### WRITTEN PROBLEM:
Count the lines in the rows below that contain the word "white", and reply with the number alone.

### DATA IN THIS EXERCISE:
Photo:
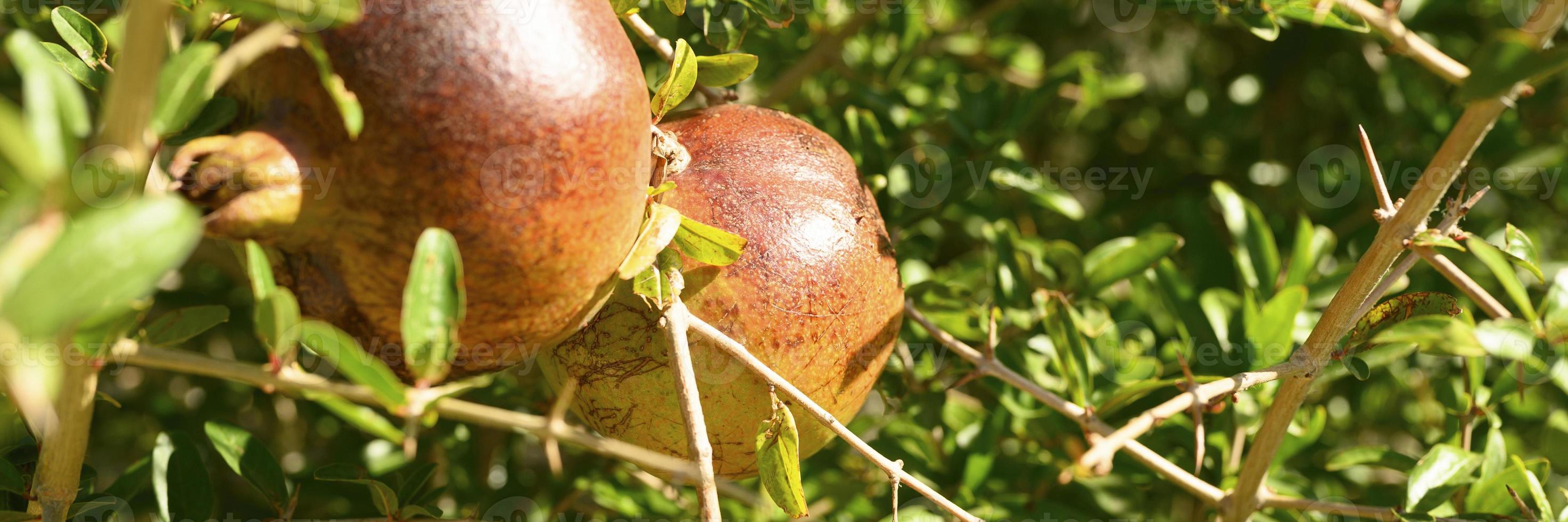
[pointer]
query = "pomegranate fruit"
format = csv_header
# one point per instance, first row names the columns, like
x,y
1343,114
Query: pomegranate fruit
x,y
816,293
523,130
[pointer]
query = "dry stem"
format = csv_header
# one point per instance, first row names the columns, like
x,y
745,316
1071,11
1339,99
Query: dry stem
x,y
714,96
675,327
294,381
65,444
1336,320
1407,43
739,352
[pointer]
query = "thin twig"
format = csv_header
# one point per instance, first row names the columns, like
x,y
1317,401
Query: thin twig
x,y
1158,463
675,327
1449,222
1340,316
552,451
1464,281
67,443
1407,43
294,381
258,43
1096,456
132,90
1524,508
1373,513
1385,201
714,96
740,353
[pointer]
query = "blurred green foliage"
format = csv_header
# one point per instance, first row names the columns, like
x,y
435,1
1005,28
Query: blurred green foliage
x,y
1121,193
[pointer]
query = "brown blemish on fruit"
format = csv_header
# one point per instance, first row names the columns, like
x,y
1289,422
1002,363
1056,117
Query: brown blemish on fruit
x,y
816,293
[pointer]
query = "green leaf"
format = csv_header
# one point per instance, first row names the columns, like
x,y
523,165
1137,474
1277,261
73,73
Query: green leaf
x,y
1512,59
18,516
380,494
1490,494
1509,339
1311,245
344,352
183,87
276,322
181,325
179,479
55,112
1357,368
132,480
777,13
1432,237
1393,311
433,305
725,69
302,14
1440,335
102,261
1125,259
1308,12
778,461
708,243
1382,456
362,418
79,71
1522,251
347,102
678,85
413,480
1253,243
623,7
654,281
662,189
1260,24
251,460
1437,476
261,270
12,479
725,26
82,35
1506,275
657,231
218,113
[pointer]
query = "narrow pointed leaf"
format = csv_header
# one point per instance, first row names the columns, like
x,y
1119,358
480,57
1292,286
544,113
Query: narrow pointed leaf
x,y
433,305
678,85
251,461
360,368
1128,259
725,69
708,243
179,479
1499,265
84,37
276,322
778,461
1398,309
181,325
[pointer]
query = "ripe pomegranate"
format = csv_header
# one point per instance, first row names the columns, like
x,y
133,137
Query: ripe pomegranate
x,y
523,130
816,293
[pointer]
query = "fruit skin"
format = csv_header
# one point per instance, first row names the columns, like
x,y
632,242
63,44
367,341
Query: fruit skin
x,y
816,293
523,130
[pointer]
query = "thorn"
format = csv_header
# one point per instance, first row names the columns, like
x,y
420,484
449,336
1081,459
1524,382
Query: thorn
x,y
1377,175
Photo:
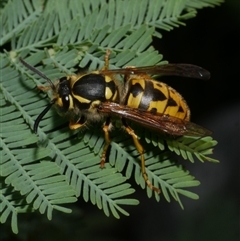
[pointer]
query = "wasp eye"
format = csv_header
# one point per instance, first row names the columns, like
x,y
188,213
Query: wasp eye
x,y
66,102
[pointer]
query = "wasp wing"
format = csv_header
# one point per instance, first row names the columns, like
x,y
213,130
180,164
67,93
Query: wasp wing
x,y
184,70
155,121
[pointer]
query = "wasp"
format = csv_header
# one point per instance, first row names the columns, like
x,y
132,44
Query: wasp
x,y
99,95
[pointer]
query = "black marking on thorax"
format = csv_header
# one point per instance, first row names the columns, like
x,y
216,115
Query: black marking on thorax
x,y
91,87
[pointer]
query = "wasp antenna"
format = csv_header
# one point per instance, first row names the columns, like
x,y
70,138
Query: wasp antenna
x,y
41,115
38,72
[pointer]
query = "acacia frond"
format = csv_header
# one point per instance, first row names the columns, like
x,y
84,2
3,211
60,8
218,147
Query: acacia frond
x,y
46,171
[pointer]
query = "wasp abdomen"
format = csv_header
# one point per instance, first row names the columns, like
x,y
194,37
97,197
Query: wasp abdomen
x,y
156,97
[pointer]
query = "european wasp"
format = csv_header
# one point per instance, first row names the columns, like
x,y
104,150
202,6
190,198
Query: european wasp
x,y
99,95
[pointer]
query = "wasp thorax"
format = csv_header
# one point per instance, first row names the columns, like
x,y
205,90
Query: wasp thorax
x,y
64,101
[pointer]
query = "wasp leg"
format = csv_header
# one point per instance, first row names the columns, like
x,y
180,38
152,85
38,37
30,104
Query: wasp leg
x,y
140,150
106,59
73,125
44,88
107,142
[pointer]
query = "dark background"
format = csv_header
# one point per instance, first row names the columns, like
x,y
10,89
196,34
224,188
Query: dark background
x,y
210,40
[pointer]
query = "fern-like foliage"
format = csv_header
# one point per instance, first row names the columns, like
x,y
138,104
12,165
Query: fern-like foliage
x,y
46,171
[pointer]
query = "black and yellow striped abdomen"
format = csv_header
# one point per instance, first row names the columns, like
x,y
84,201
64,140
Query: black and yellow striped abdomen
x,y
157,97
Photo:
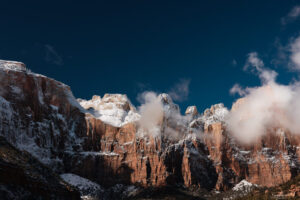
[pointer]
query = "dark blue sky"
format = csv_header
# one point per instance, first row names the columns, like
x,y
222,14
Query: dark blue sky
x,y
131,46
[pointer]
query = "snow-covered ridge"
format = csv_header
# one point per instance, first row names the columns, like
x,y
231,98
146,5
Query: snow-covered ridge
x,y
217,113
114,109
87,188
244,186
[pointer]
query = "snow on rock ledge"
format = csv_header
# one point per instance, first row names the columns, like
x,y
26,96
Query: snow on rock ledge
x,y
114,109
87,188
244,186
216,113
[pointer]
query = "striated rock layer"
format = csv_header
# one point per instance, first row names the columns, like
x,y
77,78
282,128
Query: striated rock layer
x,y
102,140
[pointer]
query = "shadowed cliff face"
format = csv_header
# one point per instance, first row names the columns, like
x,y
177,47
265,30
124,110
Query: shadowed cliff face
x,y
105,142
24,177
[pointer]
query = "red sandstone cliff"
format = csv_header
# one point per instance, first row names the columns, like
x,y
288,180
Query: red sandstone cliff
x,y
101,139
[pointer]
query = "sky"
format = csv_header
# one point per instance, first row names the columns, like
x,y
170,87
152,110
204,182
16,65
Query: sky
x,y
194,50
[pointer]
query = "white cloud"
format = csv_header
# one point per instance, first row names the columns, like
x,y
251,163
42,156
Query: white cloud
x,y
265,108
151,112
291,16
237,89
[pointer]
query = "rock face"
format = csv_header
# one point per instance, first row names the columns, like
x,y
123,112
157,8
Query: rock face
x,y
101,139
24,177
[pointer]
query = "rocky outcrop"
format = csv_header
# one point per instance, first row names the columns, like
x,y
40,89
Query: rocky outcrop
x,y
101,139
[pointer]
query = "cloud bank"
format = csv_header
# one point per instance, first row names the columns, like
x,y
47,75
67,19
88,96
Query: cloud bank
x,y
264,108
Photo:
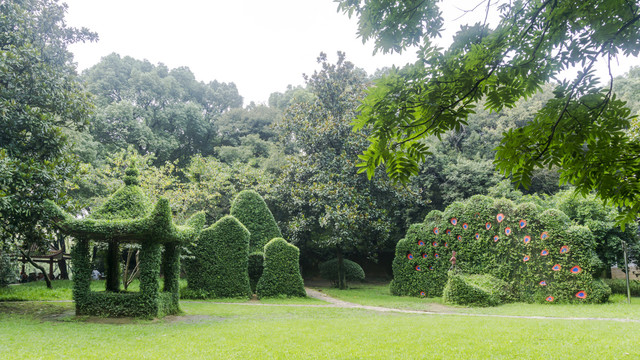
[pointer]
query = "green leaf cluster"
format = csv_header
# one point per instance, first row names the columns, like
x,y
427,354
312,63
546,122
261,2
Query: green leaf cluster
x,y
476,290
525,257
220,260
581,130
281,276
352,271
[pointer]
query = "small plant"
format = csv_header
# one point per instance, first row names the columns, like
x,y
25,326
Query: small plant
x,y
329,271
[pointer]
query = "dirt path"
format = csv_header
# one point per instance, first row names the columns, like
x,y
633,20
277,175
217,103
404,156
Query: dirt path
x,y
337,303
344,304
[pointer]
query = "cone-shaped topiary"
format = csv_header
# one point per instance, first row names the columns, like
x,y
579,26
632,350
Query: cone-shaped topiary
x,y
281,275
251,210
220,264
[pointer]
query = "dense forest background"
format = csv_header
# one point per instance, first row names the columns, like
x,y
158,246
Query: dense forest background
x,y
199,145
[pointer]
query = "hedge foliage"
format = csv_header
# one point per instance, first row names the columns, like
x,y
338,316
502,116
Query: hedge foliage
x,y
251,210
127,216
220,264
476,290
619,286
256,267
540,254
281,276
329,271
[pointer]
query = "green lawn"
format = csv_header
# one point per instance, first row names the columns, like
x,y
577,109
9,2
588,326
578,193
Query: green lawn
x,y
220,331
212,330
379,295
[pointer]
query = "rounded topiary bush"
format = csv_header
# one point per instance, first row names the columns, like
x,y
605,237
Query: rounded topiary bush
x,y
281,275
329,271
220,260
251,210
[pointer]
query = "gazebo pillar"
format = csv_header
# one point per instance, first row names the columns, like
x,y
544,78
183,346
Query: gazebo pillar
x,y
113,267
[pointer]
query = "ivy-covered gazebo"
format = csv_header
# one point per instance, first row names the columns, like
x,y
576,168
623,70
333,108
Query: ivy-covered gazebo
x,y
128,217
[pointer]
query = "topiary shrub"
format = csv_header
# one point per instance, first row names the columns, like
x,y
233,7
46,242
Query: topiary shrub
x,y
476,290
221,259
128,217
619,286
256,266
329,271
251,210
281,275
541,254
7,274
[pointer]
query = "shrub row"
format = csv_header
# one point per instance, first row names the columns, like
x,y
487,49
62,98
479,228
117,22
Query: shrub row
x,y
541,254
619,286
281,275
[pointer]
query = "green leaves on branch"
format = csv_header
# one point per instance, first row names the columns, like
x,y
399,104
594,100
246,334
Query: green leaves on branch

### TASK RESPONSE:
2